Ahora bien, lo decisivo es comprender que esa deformación no se debe, a mi entender, a ninguna norma jurídica deficiente, sino a graves carencias en la cultura política de los españoles, al hecho de que en la mayoría de los casos, en la Universidad, en la empresa, en los clubes de fútbol, en la prensa, y, por supuesto, en el interior de los partidos, nuestro comportamiento es exactamente ese, una especie de caudillismo atemperado por la oligarquía. Creo, sinceramente, que es pedir peras al olmo esperar que los partidos se comporten de manera distinta a como nos comportamos la mayoría de los españoles; mientras no modifiquemos sustancialmente nuestra cultura política, nuestras instituciones, en las que ahora apenas tiene cabida una conducta competitiva, liberal y respetuosa de los derechos de los demás, que es lo que permite la fecundidad de la una democracia, no podrán gozar de los beneficios de la poliarquía, y la libre competencia será siempre una auténtica rareza.

====

# [Objetivo del ejercicio]
Indica si cada afirmación concuerda con el fragmento sobre la cultura política española, respondiendo sí o no y citando literalmente las palabras del fragmento que lo deciden: (a) la deformación se debe a una norma jurídica deficiente; (b) el comportamiento descrito como caudillismo atemperado por la oligarquía se da también en los clubes de fútbol; (c) la libre competencia dejará de ser rara aunque no cambie la cultura política.

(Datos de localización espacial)
====

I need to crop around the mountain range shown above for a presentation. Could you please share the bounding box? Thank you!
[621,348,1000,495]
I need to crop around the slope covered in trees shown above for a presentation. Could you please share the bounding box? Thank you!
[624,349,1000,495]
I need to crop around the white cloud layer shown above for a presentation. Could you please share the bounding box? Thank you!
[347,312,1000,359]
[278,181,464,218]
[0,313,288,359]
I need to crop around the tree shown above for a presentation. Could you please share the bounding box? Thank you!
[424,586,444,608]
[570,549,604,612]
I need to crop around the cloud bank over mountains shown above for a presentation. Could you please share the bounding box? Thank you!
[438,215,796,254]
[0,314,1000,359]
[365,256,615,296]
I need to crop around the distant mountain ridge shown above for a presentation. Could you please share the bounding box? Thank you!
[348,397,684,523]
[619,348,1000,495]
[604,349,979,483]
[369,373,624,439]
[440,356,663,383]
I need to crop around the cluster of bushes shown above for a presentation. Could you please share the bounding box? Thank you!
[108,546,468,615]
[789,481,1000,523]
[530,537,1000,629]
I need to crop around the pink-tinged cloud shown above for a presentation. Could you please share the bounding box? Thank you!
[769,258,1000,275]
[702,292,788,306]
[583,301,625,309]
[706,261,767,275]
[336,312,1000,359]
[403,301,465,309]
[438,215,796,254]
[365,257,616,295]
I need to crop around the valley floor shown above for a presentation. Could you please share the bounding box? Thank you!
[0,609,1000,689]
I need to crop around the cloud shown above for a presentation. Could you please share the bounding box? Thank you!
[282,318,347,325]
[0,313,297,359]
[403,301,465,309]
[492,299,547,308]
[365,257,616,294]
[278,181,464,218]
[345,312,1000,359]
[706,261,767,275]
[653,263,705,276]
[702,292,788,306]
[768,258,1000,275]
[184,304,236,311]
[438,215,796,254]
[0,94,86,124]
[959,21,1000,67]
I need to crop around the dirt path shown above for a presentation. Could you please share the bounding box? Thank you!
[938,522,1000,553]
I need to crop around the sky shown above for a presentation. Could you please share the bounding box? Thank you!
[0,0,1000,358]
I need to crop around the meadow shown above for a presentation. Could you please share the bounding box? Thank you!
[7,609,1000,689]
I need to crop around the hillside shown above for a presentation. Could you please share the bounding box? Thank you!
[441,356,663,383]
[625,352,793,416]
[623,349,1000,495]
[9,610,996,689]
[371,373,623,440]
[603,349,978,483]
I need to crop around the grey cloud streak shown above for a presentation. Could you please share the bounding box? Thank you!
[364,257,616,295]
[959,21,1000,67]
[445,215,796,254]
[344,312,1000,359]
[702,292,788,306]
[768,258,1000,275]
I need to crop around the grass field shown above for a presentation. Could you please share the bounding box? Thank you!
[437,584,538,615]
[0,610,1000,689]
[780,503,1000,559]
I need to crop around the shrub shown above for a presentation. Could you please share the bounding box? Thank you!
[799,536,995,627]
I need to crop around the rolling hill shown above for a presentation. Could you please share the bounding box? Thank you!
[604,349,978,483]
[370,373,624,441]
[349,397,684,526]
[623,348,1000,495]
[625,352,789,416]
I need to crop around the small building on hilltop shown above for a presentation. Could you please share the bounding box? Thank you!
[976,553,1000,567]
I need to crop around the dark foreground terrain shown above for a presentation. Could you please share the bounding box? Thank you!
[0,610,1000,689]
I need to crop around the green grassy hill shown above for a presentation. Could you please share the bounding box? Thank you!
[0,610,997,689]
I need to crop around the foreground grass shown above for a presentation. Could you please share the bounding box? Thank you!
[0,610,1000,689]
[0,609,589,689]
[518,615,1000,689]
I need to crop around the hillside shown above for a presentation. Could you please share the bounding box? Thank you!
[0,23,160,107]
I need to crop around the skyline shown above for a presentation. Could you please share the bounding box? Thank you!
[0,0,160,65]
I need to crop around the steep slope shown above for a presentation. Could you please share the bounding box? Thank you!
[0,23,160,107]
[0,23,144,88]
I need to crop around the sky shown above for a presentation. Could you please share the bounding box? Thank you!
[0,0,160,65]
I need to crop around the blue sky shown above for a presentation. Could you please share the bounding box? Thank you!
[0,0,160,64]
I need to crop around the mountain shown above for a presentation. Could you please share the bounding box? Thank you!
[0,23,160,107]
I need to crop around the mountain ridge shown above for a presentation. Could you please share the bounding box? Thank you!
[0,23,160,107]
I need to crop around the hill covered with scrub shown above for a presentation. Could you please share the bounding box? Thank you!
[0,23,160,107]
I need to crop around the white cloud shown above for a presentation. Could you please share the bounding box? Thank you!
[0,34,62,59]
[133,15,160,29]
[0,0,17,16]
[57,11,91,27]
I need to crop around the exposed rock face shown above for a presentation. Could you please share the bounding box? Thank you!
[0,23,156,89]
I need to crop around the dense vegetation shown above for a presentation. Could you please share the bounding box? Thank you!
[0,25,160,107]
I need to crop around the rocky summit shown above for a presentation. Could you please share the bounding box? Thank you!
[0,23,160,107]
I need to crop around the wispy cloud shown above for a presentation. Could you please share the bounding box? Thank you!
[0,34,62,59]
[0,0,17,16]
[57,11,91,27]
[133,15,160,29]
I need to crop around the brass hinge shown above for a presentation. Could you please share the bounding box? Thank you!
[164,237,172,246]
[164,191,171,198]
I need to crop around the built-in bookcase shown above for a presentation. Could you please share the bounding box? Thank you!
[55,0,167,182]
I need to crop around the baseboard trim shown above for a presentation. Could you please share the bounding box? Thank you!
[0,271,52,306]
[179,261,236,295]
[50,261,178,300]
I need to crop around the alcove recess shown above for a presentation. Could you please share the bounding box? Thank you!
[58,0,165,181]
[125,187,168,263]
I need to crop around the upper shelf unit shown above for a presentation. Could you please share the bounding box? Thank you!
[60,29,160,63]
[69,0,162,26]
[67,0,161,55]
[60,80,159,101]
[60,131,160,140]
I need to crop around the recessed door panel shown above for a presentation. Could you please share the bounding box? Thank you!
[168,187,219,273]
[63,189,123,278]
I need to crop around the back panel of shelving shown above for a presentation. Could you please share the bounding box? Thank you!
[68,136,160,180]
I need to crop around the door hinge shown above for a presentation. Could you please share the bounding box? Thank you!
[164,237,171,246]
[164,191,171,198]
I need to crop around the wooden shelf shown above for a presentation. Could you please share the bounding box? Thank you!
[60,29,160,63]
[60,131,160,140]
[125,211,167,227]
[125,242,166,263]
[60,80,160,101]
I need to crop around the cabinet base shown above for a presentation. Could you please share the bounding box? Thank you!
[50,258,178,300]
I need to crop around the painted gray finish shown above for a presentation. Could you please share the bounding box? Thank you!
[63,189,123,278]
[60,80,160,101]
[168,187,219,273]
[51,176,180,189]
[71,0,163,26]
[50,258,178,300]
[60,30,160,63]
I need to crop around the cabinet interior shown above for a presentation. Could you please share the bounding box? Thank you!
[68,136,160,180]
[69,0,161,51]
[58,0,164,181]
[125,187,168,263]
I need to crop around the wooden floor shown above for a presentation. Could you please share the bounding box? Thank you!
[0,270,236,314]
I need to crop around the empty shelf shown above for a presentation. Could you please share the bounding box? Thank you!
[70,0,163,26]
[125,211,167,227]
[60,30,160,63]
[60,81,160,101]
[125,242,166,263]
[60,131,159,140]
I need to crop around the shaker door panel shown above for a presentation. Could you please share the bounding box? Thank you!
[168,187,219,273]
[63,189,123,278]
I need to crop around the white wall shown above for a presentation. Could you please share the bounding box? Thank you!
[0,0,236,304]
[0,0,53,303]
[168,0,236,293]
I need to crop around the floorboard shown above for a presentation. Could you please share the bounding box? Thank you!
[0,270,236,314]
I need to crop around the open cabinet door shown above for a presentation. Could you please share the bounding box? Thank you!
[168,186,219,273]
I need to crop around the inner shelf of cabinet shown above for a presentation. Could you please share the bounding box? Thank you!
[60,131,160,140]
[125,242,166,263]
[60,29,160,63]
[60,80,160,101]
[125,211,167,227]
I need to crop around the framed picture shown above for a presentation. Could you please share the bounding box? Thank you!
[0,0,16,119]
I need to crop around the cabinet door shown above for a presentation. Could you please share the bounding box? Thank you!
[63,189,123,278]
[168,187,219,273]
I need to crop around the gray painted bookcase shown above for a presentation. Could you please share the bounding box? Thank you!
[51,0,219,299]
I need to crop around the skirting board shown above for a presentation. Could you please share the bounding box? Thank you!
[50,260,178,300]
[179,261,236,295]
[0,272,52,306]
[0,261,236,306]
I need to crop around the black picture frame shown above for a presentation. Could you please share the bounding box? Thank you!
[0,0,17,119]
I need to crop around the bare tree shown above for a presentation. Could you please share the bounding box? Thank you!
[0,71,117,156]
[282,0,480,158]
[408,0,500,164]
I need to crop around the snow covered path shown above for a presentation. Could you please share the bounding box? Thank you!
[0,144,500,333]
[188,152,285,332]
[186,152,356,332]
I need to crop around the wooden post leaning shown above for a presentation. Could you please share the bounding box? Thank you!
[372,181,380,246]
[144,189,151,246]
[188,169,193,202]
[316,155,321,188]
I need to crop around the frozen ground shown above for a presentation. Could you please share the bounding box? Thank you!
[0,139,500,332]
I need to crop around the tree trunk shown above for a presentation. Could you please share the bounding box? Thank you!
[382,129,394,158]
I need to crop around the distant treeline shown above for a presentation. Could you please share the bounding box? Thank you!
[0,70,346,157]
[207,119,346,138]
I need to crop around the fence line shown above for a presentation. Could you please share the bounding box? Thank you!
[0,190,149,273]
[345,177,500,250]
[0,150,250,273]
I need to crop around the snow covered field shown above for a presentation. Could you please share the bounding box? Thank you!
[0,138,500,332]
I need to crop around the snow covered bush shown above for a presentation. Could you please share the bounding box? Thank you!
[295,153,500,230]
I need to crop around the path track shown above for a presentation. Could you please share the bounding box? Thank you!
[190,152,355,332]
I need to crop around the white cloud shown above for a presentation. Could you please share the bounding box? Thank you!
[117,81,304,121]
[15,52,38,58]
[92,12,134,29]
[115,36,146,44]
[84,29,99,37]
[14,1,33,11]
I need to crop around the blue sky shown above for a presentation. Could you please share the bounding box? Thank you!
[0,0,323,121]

====

# [Ejercicio resuelto]
(a) No: «esa deformación no se debe, a mi entender, a ninguna norma jurídica deficiente».
(b) Sí: «en los clubes de fútbol» y «nuestro comportamiento es exactamente ese, una especie de caudillismo atemperado por la oligarquía».
(c) No: «mientras no modifiquemos sustancialmente nuestra cultura política» y «la libre competencia será siempre una auténtica rareza».